**GOAL OF THE EXERCISE**: Print all of the data exactly.

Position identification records
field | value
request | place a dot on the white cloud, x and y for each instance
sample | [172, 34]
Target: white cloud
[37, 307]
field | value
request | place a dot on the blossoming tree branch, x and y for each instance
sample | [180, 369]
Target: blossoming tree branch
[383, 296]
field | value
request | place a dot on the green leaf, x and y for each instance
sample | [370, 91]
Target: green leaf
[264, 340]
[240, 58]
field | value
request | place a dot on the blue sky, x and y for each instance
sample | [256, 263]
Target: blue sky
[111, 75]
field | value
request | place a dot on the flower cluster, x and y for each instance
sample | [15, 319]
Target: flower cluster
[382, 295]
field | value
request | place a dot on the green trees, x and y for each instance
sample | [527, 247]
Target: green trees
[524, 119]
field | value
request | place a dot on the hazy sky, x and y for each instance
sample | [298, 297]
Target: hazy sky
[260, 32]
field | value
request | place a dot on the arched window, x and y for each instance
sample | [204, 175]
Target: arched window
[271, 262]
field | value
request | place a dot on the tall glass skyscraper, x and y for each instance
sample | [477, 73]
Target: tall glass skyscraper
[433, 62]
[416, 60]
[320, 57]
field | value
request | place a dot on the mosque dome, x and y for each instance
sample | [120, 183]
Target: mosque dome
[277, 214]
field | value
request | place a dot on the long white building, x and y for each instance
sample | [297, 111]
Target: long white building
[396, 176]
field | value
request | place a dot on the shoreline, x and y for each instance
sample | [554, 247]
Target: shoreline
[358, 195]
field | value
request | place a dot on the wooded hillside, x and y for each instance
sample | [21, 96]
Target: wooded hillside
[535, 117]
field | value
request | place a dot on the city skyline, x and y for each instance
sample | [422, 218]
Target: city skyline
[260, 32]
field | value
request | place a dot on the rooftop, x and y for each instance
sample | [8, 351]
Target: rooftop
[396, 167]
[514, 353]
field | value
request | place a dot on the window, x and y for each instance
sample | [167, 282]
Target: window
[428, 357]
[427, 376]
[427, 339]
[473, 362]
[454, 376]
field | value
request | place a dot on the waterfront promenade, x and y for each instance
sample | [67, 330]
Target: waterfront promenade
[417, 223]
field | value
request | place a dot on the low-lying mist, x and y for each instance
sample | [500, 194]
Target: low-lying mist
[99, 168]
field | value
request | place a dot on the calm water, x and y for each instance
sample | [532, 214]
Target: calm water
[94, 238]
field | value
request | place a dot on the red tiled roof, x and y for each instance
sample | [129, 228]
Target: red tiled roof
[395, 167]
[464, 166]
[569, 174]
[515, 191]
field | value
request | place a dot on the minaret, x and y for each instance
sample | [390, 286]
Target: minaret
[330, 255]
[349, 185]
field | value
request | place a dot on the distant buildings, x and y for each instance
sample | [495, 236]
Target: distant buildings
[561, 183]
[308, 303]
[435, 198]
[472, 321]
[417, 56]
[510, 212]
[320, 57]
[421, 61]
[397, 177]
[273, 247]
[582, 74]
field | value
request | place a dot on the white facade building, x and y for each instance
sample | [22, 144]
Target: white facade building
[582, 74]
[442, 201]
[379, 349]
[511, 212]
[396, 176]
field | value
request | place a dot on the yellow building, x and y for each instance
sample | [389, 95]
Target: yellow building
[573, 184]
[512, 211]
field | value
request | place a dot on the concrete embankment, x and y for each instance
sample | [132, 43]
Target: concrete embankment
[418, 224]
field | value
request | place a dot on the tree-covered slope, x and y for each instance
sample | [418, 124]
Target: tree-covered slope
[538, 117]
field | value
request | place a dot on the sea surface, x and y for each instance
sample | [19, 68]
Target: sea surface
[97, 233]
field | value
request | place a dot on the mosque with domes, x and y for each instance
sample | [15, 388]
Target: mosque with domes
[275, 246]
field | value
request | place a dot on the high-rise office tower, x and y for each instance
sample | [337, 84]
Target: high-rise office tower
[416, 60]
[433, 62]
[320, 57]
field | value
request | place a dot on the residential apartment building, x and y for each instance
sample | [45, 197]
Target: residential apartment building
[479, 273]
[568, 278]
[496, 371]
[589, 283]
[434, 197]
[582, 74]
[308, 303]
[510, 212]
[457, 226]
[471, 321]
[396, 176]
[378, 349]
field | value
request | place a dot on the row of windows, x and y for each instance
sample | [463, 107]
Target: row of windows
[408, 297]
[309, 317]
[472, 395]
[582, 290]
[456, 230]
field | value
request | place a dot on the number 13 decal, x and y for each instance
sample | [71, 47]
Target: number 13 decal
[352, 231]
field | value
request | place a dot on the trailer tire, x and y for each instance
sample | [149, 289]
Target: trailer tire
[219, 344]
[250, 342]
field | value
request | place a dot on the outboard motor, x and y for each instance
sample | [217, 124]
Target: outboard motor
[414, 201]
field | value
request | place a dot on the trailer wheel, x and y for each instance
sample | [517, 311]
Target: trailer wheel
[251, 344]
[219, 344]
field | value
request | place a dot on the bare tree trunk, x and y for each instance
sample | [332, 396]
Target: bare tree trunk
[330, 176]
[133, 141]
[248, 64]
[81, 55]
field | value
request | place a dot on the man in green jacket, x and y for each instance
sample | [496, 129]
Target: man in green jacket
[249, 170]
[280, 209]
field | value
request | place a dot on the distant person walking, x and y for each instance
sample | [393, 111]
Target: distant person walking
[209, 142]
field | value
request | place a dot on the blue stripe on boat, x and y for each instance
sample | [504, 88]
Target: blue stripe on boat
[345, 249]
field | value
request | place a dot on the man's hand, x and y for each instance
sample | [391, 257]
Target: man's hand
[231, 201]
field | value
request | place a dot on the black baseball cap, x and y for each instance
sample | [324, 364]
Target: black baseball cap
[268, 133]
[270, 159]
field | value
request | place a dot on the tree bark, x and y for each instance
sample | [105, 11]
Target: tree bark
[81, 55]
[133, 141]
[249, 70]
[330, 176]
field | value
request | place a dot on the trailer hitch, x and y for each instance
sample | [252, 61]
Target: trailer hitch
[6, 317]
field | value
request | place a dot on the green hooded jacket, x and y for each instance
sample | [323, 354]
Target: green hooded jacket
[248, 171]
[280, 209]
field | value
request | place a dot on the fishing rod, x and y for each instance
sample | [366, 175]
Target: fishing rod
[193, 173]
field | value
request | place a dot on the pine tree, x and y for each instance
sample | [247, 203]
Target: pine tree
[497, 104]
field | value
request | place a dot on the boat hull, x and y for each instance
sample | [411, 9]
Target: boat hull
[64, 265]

**CORRECT ANSWER**:
field | value
request | place a dot on the white cloud, x and y for each instance
sample | [172, 34]
Target: white cloud
[37, 307]
field | value
request | place a dot on the blossoming tree branch, x and y for each instance
sample | [180, 369]
Target: blossoming tree branch
[383, 296]
field | value
request | place a dot on the green leaf, x and y for each instance
sample | [370, 91]
Target: green leaf
[264, 340]
[240, 58]
field | value
request | place a dot on the blue sky, x and y for each instance
sample | [256, 263]
Target: blue sky
[111, 75]
field | value
request | place a dot on the flower cluster, x and y for each instance
sample | [15, 319]
Target: flower cluster
[382, 295]
field | value
request | place a dot on the green trees, x and y for each instance
sample | [527, 247]
Target: green trees
[524, 119]
field | value
request | place a dot on the hazy sky, x and y for each instance
sample | [298, 297]
Target: hazy sky
[260, 32]
field | value
request | place a dot on the arched window, x and y for each instance
sample | [204, 175]
Target: arched window
[271, 262]
field | value
request | place a dot on the tall glass skyscraper, x and y for each instance
sample | [477, 73]
Target: tall glass skyscraper
[433, 62]
[416, 60]
[320, 57]
field | value
request | place a dot on the mosque dome, x and y for each instance
sample | [120, 183]
Target: mosque dome
[277, 214]
field | value
request | place a dot on the long white building, x and y for each instance
sample | [297, 111]
Target: long white building
[396, 176]
field | value
request | place a dot on the shoreline, x and y for each instance
sample | [554, 247]
Target: shoreline
[358, 195]
field | value
request | place a dot on the wooded hillside, x and y for each instance
sample | [21, 96]
Target: wooded hillside
[535, 117]
field | value
request | place a dot on the city skyline, x and y for each instance
sample | [422, 218]
Target: city skyline
[260, 32]
field | value
request | place a dot on the rooftop, x and y for each instance
sample | [8, 351]
Target: rooftop
[396, 167]
[514, 353]
field | value
request | place a dot on the window, x and y for each instance
sample | [167, 282]
Target: window
[428, 357]
[427, 376]
[427, 339]
[473, 362]
[454, 376]
field | value
request | place a dot on the waterfront promenade, x and y for each instance
sample | [67, 330]
Target: waterfront promenade
[417, 223]
field | value
request | place a dot on the low-lying mist, x and y for each instance
sample | [500, 194]
Target: low-lying mist
[99, 168]
field | value
request | place a dot on the calm water, x and y for each instance
sample | [532, 214]
Target: calm water
[94, 238]
field | value
request | place a dot on the red tiled roof, x and y for each instance
sample | [129, 228]
Target: red tiled roof
[395, 167]
[464, 166]
[569, 174]
[515, 191]
field | value
request | place a dot on the minaret, x and y for each instance
sample | [390, 286]
Target: minaret
[330, 255]
[349, 185]
field | value
request | place a dot on the distant buildings, x and y for each instance
sample | [495, 236]
Target: distant buildings
[561, 183]
[308, 303]
[435, 198]
[472, 321]
[417, 56]
[510, 212]
[320, 57]
[421, 61]
[397, 177]
[273, 247]
[582, 74]
field | value
request | place a dot on the white facade building, x and y for each instance
sample | [22, 144]
Target: white facade building
[582, 74]
[442, 201]
[379, 349]
[511, 212]
[396, 176]
field | value
request | place a dot on the yellow building, x and y for each instance
sample | [389, 95]
Target: yellow building
[573, 184]
[512, 211]
field | value
request | place a dot on the concrete embankment, x and y for each instance
sample | [132, 43]
Target: concrete embankment
[418, 224]
field | value
request | place a dot on the tree-covered slope, x and y for each instance
sample | [418, 124]
Target: tree-covered slope
[538, 117]
field | value
request | place a dot on the sea surface, x and y for each instance
sample | [19, 68]
Target: sea surface
[97, 233]
field | value
request | place a dot on the mosque with domes, x and y for each instance
sample | [15, 388]
Target: mosque with domes
[275, 246]
field | value
request | place a dot on the high-rise office tower, x and y for each instance
sample | [337, 84]
Target: high-rise office tower
[416, 60]
[433, 62]
[320, 57]
field | value
request | place a dot on the residential apartment building, x and y for each instance
sample | [45, 197]
Target: residential apartment building
[479, 273]
[568, 278]
[496, 371]
[589, 283]
[434, 197]
[582, 74]
[308, 303]
[510, 212]
[457, 226]
[471, 321]
[396, 176]
[378, 349]
field | value
request | place a dot on the row of windows, x and y for each instance
sample | [463, 107]
Target: row of windows
[408, 297]
[309, 317]
[472, 395]
[582, 290]
[456, 230]
field | value
request | place a dot on the number 13 decal, x and y for each instance
sample | [71, 47]
Target: number 13 decal
[352, 231]
field | value
request | place a dot on the trailer tire, x and y for each instance
sample | [149, 289]
Target: trailer tire
[219, 344]
[250, 342]
field | value
request | place a dot on the outboard motor, x and y for each instance
sample | [217, 124]
Target: outboard motor
[414, 201]
field | value
request | place a dot on the trailer wheel, x and y for each instance
sample | [517, 311]
Target: trailer wheel
[251, 344]
[219, 344]
field | value
request | place a dot on the bare tree trunk, x and y for each instance
sample | [332, 396]
Target: bare tree trunk
[330, 176]
[133, 141]
[248, 64]
[81, 55]
field | value
request | place a dot on the man in green jacket, x and y for each instance
sample | [496, 129]
Target: man in green jacket
[249, 170]
[280, 209]
field | value
request | place a dot on the distant person walking, x and y for each instance
sample | [393, 111]
Target: distant person walking
[209, 142]
field | value
request | place a dot on the blue stripe on boat, x and y for each instance
sample | [504, 88]
Target: blue stripe on boat
[345, 249]
field | value
request | place a dot on the man's hand, x and y for each instance
sample | [391, 257]
Target: man's hand
[231, 201]
field | value
request | place a dot on the black baseball cap, x and y for each instance
sample | [324, 364]
Target: black baseball cap
[268, 133]
[270, 159]
field | value
request | place a dot on the tree bark, x and y for each instance
sample | [105, 11]
Target: tree bark
[81, 55]
[133, 141]
[249, 70]
[330, 176]
field | value
request | place a dot on the trailer hitch, x and y for each instance
sample | [252, 61]
Target: trailer hitch
[6, 317]
field | value
request | place a dot on the green hooded jacket, x and y for each instance
sample | [323, 354]
Target: green hooded jacket
[248, 171]
[280, 209]
field | value
request | place a dot on the fishing rod, x and y for each instance
sample | [366, 175]
Target: fishing rod
[193, 173]
field | value
request | place a dot on the pine tree, x and y for each instance
sample | [247, 203]
Target: pine tree
[497, 104]
field | value
request | place a dot on the boat hull, x and y for each instance
sample | [411, 9]
Target: boat hull
[64, 265]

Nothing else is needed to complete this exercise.